- _What the exercise asks_: Return the exact lines spanning from the line with "neighbor siding shown in this photograph." through the last line of the entries, boundaries included, and no others.

- _Supplied entries_:
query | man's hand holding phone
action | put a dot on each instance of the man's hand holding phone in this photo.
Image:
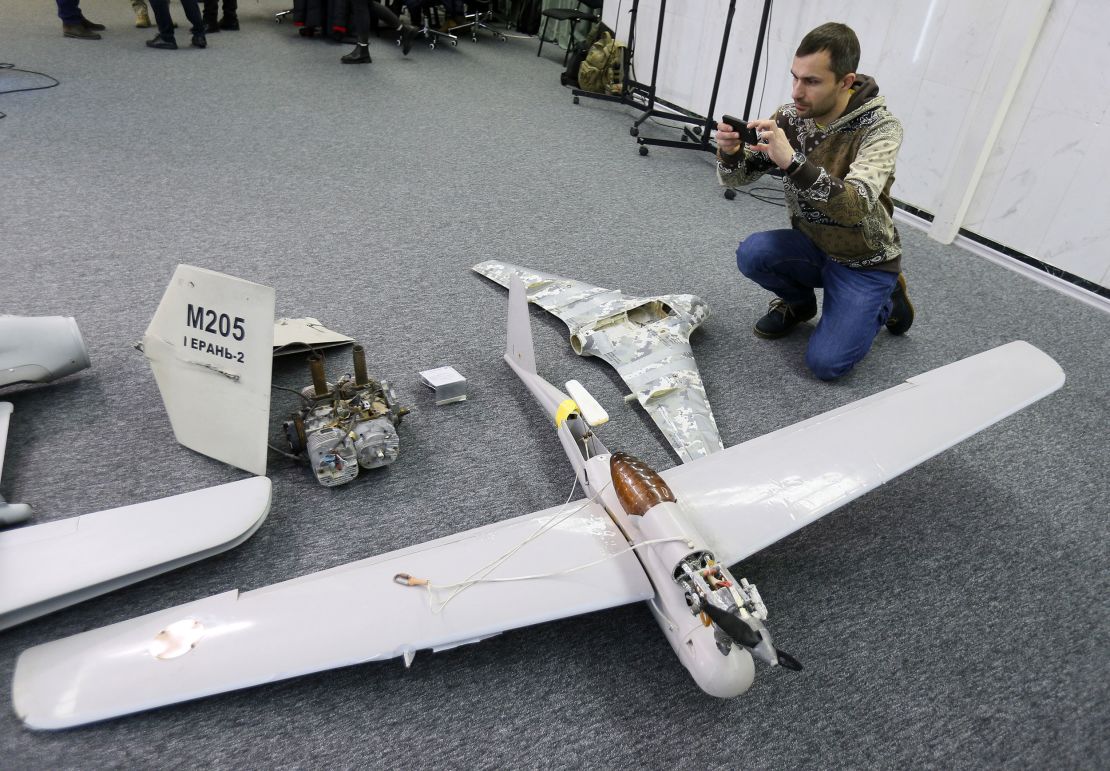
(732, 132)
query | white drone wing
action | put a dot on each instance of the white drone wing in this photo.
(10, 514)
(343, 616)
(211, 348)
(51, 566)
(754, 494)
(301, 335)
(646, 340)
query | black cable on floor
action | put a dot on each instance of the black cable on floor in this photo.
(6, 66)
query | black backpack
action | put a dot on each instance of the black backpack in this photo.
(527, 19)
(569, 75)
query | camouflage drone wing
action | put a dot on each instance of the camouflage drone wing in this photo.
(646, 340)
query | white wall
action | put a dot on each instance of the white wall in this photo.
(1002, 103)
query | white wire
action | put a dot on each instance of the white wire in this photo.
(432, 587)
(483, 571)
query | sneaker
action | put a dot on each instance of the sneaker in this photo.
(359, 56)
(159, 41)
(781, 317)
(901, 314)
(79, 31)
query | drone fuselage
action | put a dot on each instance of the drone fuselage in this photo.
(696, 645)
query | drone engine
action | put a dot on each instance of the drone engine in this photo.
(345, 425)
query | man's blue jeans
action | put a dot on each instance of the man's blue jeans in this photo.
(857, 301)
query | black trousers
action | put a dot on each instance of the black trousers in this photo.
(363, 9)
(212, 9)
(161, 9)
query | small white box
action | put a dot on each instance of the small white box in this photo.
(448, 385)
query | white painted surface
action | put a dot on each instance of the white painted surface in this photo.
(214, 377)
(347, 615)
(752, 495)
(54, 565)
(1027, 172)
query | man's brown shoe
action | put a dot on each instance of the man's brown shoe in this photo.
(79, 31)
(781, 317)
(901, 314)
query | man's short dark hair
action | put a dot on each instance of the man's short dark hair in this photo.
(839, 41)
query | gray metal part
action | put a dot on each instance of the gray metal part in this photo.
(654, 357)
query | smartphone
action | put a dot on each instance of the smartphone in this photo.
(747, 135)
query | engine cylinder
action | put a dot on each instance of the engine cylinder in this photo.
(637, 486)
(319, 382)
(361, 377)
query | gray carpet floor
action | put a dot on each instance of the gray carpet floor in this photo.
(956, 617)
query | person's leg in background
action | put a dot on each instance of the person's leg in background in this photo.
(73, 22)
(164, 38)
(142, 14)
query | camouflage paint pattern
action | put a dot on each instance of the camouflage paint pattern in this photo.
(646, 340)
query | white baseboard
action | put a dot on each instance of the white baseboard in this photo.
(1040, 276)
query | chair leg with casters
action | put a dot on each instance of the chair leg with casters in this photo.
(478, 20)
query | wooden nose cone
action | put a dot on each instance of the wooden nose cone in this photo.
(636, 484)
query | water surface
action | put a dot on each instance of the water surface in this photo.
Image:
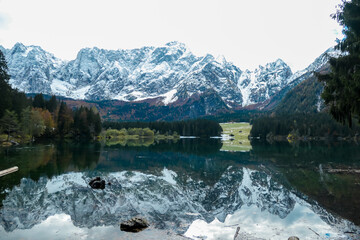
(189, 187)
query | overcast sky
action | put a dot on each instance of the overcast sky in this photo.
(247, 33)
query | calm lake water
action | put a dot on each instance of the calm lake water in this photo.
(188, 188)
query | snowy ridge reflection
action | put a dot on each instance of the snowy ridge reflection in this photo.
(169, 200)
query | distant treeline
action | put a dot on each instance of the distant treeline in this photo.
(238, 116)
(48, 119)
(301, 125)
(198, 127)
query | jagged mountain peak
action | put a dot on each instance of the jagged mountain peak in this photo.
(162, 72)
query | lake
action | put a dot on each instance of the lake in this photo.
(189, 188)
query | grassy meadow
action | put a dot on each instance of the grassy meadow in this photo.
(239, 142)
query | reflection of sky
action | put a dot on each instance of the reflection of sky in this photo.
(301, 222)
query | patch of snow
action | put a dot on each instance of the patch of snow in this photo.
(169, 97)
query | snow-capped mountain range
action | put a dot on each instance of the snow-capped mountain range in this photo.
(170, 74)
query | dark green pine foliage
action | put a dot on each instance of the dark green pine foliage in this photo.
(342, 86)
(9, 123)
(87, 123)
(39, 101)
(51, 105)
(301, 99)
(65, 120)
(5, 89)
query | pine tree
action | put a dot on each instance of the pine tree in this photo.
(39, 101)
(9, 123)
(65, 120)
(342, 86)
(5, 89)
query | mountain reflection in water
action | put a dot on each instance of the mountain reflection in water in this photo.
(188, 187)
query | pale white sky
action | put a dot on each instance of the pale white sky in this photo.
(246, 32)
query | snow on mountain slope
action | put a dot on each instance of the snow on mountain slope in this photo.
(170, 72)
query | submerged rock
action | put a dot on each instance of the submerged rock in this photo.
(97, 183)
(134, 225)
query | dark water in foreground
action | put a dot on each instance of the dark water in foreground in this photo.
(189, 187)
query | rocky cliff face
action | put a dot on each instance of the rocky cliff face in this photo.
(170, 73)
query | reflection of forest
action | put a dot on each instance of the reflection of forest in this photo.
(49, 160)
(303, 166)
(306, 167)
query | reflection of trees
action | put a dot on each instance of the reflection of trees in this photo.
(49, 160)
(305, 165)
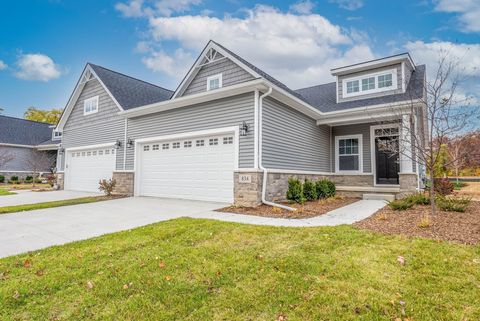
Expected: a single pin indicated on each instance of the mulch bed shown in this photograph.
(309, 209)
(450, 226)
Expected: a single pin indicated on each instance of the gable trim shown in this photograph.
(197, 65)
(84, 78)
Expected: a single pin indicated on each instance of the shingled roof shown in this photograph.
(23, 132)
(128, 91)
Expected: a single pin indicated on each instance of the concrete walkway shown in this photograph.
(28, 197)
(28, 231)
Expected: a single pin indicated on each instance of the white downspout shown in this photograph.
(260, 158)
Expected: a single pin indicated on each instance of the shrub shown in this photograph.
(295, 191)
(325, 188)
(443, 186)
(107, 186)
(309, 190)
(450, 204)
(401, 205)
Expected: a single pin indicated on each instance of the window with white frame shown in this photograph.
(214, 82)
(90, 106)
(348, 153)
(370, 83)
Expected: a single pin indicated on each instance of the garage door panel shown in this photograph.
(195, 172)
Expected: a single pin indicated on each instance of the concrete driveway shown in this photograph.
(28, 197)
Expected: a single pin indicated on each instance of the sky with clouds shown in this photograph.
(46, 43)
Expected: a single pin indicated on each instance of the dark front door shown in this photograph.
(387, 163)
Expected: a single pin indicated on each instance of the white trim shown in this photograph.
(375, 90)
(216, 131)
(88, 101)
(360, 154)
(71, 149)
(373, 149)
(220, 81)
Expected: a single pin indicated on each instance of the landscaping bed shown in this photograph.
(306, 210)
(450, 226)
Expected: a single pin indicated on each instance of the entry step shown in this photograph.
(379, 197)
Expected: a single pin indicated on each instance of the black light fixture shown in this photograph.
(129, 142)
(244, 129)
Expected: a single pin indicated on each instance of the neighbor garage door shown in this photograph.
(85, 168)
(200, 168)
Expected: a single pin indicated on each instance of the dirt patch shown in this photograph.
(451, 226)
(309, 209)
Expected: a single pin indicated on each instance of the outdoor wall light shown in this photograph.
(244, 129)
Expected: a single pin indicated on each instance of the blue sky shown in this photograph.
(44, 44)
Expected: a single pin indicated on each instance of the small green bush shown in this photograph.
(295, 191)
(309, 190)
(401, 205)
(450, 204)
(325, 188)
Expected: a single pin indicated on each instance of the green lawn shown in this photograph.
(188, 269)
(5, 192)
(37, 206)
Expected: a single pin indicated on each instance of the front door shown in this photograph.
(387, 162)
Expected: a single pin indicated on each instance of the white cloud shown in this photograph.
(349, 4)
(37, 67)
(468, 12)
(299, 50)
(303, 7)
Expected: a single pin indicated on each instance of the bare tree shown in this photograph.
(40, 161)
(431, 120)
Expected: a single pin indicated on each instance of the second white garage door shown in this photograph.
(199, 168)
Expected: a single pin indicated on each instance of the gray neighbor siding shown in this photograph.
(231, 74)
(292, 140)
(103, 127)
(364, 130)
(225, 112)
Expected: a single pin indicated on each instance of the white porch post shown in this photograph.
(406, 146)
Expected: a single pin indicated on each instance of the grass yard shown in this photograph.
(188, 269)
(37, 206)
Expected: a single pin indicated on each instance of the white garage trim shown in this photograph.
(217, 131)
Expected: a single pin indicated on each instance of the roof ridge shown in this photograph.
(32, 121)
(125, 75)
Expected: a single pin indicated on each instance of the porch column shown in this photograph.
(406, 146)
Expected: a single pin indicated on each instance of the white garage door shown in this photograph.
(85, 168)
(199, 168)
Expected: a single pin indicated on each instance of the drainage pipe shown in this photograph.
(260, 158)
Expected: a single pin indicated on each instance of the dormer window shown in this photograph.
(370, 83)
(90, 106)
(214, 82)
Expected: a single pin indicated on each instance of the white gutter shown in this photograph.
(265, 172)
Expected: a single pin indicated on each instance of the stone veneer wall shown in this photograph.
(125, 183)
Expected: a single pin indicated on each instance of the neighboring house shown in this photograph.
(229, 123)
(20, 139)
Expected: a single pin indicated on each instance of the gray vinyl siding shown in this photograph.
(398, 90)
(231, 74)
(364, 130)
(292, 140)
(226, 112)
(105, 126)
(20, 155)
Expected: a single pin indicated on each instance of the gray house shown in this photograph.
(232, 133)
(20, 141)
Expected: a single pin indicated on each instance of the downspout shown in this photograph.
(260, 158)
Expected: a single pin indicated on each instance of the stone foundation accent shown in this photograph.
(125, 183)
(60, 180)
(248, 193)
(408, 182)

- _Correct output_:
Expected: a single pin indicated on each instance of the gray neighbor siding shown in this photograph.
(231, 74)
(292, 140)
(103, 127)
(364, 130)
(225, 112)
Expected: a single pin indicated on each instance of the white porch post shown in this photograph.
(406, 146)
Expected: a single pin indicated on each instance of the grass yard shown in this photograph.
(188, 269)
(37, 206)
Expected: a single pin indicated on each instance of the white garage trim shown in this photograph.
(217, 131)
Expected: a single pin indicated on each instance of the roof ridge shown in this photograph.
(32, 121)
(125, 75)
Expected: a single pin indicated on each instance of the porch column shown in this photograph.
(406, 146)
Expected: a single pin indicated on each instance of the white garage door shown in this photograph.
(85, 168)
(199, 168)
Expected: a single pin indicated on each instance of the drainage pipe shown in this photograph.
(260, 158)
Expected: a single pin indicated on each instance of the dormer window shown in this photograph.
(370, 83)
(90, 106)
(214, 82)
Expected: a single pin indicated on each instance of the white gutter shown in this photograph.
(265, 172)
Expected: a single pin indicated on each instance of the stone veneer wall shown in this photograph.
(125, 183)
Expected: a single pin indicated on each instance of the neighboring house shown in this photograph.
(229, 123)
(20, 139)
Expected: a single pin indicated on each instance of the gray vinyl siding shown in this photograph.
(398, 90)
(231, 74)
(364, 130)
(292, 140)
(226, 112)
(105, 126)
(20, 155)
Expected: a single pin indicated on each instance of the gray house shown in this photograph.
(232, 133)
(20, 141)
Expected: a single pin indicated on each instance of the downspout shown in this photograph.
(260, 158)
Expected: a single pin indicated on each instance of the stone foundation accent shown in this photograph.
(125, 183)
(60, 180)
(248, 193)
(408, 182)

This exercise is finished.